GIVEN PROBLEM 1 => Copy out the South Loren Railway text below, word for word.

SOURCE TEXT =>
SLW class D steeplecab #1100 in pre-merger paint

The South Loren Railway is a railroad that used to operate switching and rural trackage in the Boston area (lines running south from the vicinity of South Station) but now only operates a line from the PV&T’s Boston main to the P&W’s Worcester to Providence main @ Woonsocket, Rhode Island (plus – via owning the Old Colony Railway – a moderately dense network of lines in SE Mass & Cape Cod.)

It was formed in 1891 as a joint venture between the Boston and Maine, the New York, New Haven and Hartford, and the Parsons Vale and Termite to operate switching trackage around Boston. In 1906, it was electrified @ 600VDC with a mixture of third rail & overhead wire, and in 1930 the third rail was extended into rural Mass when the New Haven transferred control of their minimally trafficked Woonsocket to Needham branch.

In 1950, the PV&T bought out the other owners, in 1958 reelectrified the system (and removed the third rail) at 3000VDC to match the PV&T’s tension, and reached its largest size when it purchased the Boston and Albany’s Milford Branch in 1965.

MATERIAL FOR THIS EXERCISE =>
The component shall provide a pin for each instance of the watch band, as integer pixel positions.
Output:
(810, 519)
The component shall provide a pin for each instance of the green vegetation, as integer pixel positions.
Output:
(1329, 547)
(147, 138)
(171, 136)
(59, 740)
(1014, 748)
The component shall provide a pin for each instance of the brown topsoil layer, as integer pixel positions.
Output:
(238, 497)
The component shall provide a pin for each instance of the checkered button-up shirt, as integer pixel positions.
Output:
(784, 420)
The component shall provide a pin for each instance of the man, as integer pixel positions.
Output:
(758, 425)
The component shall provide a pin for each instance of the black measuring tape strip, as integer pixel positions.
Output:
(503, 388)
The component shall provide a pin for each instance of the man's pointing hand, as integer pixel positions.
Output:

GIVEN PROBLEM 2 => Render every line of the listing as a JSON list of strings, one string per line, leaving out blank lines.

FULL RESPONSE 1 =>
SLW class D steeplecab #1100 in pre-merger paint

The South Loren Railway is a railroad that used to operate switching and rural trackage in the Boston area (lines running south from the vicinity of South Station) but now only operates a line from the PV&T’s Boston main to the P&W’s Worcester to Providence main @ Woonsocket, Rhode Island (plus – via owning the Old Colony Railway – a moderately dense network of lines in SE Mass & Cape Cod.)

It was formed in 1891 as a joint venture between the Boston and Maine, the New York, New Haven and Hartford, and the Parsons Vale and Termite to operate switching trackage around Boston. In 1906, it was electrified @ 600VDC with a mixture of third rail & overhead wire, and in 1930 the third rail was extended into rural Mass when the New Haven transferred control of their minimally trafficked Woonsocket to Needham branch.

In 1950, the PV&T bought out the other owners, in 1958 reelectrified the system (and removed the third rail) at 3000VDC to match the PV&T’s tension, and reached its largest size when it purchased the Boston and Albany’s Milford Branch in 1965.

FULL RESPONSE 2 =>
[
  "The component shall provide a pin for each instance of the watch band, as integer pixel positions.",
  "Output:",
  "(810, 519)",
  "The component shall provide a pin for each instance of the green vegetation, as integer pixel positions.",
  "Output:",
  "(1329, 547)",
  "(147, 138)",
  "(171, 136)",
  "(59, 740)",
  "(1014, 748)",
  "The component shall provide a pin for each instance of the brown topsoil layer, as integer pixel positions.",
  "Output:",
  "(238, 497)",
  "The component shall provide a pin for each instance of the checkered button-up shirt, as integer pixel positions.",
  "Output:",
  "(784, 420)",
  "The component shall provide a pin for each instance of the man, as integer pixel positions.",
  "Output:",
  "(758, 425)",
  "The component shall provide a pin for each instance of the black measuring tape strip, as integer pixel positions.",
  "Output:",
  "(503, 388)",
  "The component shall provide a pin for each instance of the man's pointing hand, as integer pixel positions.",
  "Output:"
]